| What needs to be done |
Copy the passage on the company's stock word for word, starting with "Common stock —The" and going on through "to possible redemption).".

*** Exercise text Section Begins ***

Recapitalization — On June 25, 2021, the Sponsor purchased 1,437,500 shares of Class B common stock for an aggregate purchase price of $25,000. On October 11, 2021, the Company effected an exchange of each such share of Class B common stock for 1.5 shares of Common Stock, resulting in the Sponsor holding an aggregate of 2,503,750 Founder Shares. The Company no longer has a Class B common stock authorized or outstanding. The Sponsor subsequently transferred certain Founder Shares to the Company’s chief financial officer, independent directors and other advisors, resulting in the Sponsor holding an aggregate of 2,064,486 Founder Shares.

 

Common stock —The Company is authorized to issue 100,000,000 shares of Common Stock with a par value of $0.0001 per share. As of December 30, 2021, there were 2,503,750 shares of Common Stock outstanding (excluding 7,500,000 shares of Common Stock subject to possible redemption).

  

Preferred Stock —The Company is authorized to issue 1,000,000 shares of preferred stock with a par value of $0.0001 per shares with such designations, voting and other rights and preferences as may be determined from time to time by the Company’s board of directors. For the period presented, there were no shares of preferred stock issued or outstanding.

*** Exercise text Section Ends ***
*** Material shown Section Begins ***

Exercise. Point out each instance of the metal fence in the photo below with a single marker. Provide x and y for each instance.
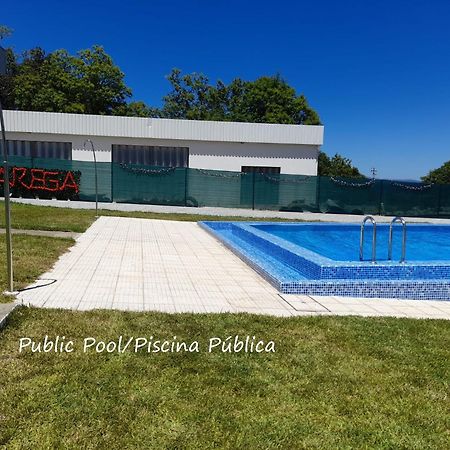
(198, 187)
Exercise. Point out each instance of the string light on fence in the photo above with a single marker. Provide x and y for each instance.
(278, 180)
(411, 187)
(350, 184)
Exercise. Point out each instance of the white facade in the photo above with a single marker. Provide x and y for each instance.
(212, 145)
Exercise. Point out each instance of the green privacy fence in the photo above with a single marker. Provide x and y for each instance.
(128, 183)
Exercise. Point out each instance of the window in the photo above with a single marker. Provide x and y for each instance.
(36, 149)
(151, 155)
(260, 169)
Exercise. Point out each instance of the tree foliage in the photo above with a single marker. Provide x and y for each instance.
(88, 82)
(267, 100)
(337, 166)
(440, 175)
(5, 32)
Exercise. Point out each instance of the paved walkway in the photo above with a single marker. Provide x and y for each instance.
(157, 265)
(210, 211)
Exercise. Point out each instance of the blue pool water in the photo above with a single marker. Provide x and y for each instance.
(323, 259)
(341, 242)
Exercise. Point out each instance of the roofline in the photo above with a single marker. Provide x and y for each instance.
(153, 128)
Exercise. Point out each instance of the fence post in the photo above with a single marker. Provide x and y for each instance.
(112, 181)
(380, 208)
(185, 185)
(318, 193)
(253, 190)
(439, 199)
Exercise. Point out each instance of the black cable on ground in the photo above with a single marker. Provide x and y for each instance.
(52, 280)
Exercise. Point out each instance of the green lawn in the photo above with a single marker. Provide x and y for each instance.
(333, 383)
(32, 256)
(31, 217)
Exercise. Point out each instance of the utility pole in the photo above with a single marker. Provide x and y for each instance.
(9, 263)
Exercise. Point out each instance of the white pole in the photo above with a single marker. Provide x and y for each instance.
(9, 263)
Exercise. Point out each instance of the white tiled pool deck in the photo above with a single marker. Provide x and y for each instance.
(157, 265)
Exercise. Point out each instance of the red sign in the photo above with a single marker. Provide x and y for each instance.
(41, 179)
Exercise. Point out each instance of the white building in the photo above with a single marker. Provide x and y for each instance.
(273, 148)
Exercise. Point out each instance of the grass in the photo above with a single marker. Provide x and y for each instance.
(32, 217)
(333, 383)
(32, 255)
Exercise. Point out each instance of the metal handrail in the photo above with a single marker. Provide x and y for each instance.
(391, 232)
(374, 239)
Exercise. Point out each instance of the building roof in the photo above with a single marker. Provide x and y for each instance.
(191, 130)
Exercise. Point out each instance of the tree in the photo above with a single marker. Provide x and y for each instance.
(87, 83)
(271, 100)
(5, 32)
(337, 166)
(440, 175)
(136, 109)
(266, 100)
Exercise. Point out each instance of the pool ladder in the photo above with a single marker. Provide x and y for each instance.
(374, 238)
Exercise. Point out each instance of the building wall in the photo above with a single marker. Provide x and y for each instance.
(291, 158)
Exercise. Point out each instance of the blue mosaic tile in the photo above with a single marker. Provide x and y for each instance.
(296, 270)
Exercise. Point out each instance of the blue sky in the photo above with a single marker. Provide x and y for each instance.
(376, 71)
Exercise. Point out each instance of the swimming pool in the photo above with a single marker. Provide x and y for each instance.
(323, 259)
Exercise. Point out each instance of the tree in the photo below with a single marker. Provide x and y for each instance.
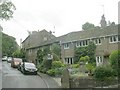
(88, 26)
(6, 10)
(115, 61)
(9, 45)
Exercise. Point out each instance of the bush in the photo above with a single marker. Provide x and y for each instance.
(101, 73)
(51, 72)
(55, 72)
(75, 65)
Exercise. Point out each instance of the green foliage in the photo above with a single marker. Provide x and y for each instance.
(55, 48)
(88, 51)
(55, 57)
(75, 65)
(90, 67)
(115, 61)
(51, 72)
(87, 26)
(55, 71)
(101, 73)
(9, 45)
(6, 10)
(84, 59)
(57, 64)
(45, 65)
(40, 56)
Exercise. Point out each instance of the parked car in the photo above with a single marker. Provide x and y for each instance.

*** Material shown Section Ends ***

| Reply |
Common stock —The Company is authorized to issue 100,000,000 shares of Common Stock with a par value of $0.0001 per share. As of December 30, 2021, there were 2,503,750 shares of Common Stock outstanding (excluding 7,500,000 shares of Common Stock subject to possible redemption).